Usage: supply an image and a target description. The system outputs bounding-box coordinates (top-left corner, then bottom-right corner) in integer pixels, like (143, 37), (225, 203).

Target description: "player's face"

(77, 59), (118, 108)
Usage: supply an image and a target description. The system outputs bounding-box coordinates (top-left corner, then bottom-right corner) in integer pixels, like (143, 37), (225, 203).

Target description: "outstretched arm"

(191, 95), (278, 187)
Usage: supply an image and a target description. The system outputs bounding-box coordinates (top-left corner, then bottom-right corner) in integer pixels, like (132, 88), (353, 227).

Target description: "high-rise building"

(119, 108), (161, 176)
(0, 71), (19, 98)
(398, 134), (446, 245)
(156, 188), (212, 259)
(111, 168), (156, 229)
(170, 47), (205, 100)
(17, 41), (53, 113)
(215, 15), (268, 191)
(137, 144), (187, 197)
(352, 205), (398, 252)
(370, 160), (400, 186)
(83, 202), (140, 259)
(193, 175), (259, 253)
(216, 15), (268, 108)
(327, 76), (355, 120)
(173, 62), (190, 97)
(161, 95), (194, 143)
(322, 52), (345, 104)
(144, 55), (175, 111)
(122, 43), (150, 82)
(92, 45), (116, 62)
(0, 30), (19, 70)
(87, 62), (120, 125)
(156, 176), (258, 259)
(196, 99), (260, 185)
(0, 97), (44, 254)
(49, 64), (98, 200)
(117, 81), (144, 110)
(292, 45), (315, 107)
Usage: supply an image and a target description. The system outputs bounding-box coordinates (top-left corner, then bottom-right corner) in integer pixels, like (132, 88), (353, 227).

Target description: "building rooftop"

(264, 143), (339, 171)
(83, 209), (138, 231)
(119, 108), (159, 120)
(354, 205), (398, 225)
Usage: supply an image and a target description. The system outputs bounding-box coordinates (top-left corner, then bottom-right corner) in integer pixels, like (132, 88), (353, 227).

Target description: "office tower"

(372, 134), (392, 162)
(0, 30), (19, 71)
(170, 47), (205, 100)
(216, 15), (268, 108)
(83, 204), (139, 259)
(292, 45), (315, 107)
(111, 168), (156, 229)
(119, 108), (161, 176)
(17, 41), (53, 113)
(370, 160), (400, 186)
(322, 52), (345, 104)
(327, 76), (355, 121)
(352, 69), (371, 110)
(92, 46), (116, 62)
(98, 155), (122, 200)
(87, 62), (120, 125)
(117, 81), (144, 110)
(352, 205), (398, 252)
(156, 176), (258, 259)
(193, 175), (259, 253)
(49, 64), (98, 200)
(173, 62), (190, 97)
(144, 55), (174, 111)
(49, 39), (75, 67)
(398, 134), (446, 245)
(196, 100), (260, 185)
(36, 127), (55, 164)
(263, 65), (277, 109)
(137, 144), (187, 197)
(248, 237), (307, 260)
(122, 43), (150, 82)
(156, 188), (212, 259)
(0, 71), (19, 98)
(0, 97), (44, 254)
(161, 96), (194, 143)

····················

Task directions - Reproduce the material from its first line through the line containing "(191, 95), (278, 187)", putting "rectangle" in place of "bounding-box" and changing nothing else.

Output for this exercise -
Usage: supply an image and a target description. The system outputs rectangle coordinates (top-left corner, then bottom-right corner) in integer pixels, like (143, 37), (225, 203).

Target description: "player's face"

(77, 59), (118, 108)
Usage: supply an image and a target description. The system outputs rectangle coordinates (top-left corner, then bottom-right corner) in integer pixels, like (143, 37), (225, 203).

Target description: "outstretched arm"

(191, 95), (278, 187)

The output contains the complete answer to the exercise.